* START *

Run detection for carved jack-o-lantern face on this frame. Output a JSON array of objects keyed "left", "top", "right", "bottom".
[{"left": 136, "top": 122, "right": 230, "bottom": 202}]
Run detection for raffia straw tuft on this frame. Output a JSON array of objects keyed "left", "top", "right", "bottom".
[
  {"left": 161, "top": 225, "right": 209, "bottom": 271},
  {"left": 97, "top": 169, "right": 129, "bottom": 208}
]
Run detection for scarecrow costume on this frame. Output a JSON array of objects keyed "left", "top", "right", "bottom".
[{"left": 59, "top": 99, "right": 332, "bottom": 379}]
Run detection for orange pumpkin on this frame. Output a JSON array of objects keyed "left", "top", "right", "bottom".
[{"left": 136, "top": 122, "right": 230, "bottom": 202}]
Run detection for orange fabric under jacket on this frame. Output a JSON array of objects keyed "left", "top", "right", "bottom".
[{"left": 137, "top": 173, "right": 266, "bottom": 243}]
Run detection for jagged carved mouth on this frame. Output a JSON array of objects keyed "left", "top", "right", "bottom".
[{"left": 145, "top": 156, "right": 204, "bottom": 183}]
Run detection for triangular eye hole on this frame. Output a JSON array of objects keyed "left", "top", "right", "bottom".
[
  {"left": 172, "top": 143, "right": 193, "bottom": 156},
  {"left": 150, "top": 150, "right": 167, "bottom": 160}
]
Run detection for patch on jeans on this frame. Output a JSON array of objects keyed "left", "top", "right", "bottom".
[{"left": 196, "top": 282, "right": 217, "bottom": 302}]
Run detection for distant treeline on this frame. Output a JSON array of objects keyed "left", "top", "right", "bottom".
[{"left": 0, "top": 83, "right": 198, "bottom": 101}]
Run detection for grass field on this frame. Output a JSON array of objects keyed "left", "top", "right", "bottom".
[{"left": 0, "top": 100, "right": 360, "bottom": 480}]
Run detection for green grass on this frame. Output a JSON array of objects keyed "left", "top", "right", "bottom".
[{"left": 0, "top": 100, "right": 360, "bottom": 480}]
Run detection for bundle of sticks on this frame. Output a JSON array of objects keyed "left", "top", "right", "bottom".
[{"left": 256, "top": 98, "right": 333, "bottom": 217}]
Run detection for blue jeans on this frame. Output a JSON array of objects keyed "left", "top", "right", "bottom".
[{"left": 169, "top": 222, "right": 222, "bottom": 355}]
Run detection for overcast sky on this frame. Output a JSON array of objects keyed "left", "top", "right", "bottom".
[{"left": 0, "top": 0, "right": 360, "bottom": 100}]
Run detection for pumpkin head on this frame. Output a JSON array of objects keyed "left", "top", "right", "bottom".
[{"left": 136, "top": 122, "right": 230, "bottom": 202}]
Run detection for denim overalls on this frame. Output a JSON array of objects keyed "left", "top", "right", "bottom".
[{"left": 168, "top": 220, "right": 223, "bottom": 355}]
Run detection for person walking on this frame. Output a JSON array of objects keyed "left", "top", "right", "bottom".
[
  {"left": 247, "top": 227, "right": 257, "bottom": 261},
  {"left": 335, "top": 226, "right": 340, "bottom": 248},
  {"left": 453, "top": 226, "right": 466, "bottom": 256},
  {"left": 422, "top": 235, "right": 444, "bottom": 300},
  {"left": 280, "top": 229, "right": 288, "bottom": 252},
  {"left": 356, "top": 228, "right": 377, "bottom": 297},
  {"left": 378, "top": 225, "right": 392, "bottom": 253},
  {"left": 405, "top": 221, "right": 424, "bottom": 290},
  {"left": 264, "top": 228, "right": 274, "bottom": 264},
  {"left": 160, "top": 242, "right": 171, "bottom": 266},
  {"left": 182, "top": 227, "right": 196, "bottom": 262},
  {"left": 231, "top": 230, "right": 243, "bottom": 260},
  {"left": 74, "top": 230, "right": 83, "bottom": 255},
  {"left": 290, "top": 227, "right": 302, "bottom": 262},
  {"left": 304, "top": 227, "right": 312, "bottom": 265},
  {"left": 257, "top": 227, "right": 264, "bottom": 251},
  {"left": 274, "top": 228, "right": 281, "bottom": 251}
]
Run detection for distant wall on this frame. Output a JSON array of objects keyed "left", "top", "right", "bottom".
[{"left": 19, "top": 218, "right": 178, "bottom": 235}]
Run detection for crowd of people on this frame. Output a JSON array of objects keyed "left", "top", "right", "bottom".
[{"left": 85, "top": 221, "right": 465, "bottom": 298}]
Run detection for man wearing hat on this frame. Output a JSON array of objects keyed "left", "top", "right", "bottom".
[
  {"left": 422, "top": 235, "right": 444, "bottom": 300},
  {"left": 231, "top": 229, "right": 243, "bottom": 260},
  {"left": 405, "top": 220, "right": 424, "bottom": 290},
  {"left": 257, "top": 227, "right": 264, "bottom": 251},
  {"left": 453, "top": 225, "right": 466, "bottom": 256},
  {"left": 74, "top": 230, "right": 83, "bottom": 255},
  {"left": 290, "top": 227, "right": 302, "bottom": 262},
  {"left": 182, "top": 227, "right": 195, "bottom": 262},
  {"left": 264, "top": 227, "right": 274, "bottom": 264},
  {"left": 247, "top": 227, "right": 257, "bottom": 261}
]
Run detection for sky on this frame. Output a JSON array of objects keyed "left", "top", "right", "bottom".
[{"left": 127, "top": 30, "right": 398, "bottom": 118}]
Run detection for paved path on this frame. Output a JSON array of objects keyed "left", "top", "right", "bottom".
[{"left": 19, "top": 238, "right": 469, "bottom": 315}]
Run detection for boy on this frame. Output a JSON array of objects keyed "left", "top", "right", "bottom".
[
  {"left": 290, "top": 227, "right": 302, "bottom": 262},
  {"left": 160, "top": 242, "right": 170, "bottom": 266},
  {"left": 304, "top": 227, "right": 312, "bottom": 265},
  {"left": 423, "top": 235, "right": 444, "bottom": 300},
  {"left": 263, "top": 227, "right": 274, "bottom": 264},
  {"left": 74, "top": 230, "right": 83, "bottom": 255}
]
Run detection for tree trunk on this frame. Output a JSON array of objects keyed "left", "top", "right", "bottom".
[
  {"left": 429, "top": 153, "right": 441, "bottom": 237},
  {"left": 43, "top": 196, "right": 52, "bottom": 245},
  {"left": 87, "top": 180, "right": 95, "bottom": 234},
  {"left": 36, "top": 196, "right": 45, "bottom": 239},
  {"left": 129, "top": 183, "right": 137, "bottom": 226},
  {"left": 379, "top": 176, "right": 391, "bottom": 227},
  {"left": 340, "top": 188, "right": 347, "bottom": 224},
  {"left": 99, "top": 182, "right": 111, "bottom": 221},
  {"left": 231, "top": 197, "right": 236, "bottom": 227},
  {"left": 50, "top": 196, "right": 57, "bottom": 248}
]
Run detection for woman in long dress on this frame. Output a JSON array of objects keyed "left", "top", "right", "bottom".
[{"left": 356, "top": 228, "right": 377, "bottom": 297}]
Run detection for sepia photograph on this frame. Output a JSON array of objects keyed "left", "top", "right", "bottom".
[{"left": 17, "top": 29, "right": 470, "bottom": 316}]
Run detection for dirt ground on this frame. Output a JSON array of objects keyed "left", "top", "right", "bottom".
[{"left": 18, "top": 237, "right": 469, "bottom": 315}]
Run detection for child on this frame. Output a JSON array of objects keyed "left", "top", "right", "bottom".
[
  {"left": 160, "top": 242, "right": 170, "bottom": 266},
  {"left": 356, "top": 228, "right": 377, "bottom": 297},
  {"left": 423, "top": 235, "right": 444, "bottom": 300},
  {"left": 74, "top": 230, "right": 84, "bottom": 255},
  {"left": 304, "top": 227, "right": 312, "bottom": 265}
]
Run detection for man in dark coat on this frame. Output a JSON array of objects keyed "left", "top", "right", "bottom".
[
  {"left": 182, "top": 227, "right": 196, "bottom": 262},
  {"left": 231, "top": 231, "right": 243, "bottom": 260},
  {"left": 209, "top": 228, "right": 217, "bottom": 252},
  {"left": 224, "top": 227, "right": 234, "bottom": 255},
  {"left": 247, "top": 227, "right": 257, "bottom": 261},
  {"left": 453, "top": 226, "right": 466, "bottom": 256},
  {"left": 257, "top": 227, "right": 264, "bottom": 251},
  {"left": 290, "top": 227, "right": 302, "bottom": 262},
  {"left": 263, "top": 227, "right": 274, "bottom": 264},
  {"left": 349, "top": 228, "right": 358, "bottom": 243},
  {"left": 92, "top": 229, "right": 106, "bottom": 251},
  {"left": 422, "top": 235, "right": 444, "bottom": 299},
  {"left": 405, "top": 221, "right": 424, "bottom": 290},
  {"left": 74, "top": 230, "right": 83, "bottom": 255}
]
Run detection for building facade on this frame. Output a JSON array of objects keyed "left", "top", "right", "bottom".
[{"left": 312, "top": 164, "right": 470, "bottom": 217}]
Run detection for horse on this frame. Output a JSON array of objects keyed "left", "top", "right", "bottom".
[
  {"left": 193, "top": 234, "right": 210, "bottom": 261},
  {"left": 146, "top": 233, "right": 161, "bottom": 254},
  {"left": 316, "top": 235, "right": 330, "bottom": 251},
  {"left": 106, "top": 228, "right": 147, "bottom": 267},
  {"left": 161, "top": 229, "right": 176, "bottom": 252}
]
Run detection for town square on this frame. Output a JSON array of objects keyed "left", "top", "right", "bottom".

* END *

# [WRITTEN EXERCISE]
Repeat, without changes, every line from the one that contains "Run detection for building" through the final line of the data.

# [OUTPUT FOR THIS EXERCISE]
Run detection for building facade on this frame. Output a JSON array of objects keyed "left", "top", "right", "bottom".
[{"left": 312, "top": 164, "right": 470, "bottom": 217}]
Run detection for horse on this frame. Output a JSON array of objects keyed "left", "top", "right", "bottom".
[
  {"left": 193, "top": 234, "right": 210, "bottom": 261},
  {"left": 146, "top": 233, "right": 161, "bottom": 254},
  {"left": 316, "top": 235, "right": 330, "bottom": 251},
  {"left": 106, "top": 228, "right": 147, "bottom": 267},
  {"left": 161, "top": 229, "right": 176, "bottom": 252}
]
Run detection for town square on this frame. Output a JSON array of objects keyed "left", "top", "right", "bottom".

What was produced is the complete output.